**TASK STATEMENT:** Report the number of lines in the data where the word "shirt" appears, and add no other text.

**TASK DATA:**
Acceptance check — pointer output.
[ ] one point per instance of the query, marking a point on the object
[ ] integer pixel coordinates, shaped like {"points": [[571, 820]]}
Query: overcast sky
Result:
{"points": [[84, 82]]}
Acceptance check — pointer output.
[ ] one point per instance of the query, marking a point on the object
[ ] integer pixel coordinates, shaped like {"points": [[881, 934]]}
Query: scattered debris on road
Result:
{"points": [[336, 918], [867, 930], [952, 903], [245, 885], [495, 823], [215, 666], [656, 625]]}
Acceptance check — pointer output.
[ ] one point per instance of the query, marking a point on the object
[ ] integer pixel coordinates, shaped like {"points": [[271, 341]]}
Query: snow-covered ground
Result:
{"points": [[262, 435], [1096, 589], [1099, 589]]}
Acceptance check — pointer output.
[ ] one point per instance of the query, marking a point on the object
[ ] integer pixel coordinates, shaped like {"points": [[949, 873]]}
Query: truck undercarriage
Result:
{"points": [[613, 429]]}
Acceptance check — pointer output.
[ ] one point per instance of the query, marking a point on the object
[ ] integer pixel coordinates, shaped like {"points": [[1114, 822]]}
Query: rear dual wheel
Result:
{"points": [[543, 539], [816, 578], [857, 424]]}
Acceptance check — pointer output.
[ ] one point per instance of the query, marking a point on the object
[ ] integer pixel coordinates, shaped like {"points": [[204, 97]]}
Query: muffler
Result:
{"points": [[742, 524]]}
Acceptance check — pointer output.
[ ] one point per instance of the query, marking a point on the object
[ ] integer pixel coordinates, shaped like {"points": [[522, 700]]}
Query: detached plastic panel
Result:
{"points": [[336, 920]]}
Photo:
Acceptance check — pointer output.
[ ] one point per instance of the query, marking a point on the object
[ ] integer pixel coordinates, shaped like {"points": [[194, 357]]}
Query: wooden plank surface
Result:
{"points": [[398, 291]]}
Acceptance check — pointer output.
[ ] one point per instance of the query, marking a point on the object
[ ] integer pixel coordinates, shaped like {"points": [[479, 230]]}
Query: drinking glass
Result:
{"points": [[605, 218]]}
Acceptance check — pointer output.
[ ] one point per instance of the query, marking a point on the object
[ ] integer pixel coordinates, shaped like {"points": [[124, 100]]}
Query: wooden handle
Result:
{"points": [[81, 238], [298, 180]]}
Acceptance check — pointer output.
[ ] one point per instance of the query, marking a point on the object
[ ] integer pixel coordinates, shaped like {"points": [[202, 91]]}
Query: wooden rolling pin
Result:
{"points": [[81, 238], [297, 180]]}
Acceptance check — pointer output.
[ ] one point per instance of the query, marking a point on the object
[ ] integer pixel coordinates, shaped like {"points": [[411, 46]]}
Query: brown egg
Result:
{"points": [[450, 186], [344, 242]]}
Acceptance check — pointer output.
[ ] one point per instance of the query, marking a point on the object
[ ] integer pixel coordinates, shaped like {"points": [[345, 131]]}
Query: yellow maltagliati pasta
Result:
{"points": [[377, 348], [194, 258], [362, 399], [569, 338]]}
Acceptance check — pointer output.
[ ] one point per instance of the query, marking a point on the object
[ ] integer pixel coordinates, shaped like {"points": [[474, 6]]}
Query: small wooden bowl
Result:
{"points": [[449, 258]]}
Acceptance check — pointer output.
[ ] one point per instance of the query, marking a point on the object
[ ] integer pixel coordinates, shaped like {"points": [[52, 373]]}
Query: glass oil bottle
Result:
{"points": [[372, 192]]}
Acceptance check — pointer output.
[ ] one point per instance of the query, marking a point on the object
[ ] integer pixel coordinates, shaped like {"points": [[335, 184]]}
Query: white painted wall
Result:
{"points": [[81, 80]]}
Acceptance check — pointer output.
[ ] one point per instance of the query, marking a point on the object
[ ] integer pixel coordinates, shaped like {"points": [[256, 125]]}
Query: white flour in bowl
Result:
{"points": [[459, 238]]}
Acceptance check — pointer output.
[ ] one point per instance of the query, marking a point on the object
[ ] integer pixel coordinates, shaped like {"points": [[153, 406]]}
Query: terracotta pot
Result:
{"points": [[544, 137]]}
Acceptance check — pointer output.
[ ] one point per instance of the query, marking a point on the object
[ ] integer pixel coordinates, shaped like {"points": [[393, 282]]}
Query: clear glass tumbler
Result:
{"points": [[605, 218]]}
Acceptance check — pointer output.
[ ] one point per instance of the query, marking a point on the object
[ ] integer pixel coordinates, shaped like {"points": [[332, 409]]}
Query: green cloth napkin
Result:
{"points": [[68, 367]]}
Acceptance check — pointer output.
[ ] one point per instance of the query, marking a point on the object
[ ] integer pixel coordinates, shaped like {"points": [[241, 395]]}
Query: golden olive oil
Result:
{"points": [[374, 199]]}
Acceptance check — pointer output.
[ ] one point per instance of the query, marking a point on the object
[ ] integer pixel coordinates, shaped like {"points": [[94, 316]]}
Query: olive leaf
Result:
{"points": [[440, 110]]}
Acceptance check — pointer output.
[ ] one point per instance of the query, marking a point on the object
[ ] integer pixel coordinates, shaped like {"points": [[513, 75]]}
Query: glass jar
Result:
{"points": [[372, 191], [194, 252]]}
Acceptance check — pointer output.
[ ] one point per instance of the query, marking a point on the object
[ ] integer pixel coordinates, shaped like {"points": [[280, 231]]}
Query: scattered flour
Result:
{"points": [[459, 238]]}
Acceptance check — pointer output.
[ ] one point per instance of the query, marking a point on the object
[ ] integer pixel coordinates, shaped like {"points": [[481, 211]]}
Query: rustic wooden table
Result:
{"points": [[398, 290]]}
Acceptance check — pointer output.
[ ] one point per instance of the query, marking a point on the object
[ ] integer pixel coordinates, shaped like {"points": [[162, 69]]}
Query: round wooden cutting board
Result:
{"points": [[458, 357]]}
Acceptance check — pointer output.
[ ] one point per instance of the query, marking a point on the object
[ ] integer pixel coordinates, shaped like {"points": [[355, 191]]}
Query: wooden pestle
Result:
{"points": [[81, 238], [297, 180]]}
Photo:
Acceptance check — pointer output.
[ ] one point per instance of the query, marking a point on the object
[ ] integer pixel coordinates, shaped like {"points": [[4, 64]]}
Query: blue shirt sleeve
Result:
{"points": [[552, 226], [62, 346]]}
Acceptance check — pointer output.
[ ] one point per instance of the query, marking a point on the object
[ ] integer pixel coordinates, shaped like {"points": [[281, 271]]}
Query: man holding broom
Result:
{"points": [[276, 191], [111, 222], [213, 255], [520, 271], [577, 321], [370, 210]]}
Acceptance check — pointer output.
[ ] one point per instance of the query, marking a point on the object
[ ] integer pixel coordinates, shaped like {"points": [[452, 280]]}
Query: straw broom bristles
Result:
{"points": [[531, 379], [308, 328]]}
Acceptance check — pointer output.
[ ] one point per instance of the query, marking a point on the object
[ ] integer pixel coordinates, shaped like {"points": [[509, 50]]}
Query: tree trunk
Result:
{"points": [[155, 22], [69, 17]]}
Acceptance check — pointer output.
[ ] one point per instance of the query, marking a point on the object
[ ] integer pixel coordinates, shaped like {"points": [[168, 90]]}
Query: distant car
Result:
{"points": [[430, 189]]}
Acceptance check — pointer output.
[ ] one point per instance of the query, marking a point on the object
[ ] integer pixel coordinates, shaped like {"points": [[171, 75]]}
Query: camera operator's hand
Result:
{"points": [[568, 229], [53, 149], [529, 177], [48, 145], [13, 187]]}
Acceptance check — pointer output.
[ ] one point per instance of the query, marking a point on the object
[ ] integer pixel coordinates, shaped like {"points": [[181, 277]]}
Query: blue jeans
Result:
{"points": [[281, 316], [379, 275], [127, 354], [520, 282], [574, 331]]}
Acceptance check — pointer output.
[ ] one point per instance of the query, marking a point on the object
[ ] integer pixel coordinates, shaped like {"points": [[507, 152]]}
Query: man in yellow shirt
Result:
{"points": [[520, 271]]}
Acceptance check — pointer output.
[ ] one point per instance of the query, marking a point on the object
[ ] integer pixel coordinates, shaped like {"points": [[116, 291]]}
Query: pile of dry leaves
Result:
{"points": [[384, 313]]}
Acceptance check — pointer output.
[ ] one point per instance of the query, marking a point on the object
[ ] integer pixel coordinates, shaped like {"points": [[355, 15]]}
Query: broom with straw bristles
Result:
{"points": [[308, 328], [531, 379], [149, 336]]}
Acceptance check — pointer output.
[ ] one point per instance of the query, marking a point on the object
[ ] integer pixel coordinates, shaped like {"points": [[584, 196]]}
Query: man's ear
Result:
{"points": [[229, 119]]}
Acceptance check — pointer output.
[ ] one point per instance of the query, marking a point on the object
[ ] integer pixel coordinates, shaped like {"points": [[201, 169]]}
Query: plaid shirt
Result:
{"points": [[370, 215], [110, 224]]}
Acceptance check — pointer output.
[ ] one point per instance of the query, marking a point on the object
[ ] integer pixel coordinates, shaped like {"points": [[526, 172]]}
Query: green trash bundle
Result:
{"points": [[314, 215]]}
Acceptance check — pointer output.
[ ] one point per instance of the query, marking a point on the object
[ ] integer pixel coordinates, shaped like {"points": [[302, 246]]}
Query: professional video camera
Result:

**ANSWER SPACE:** 3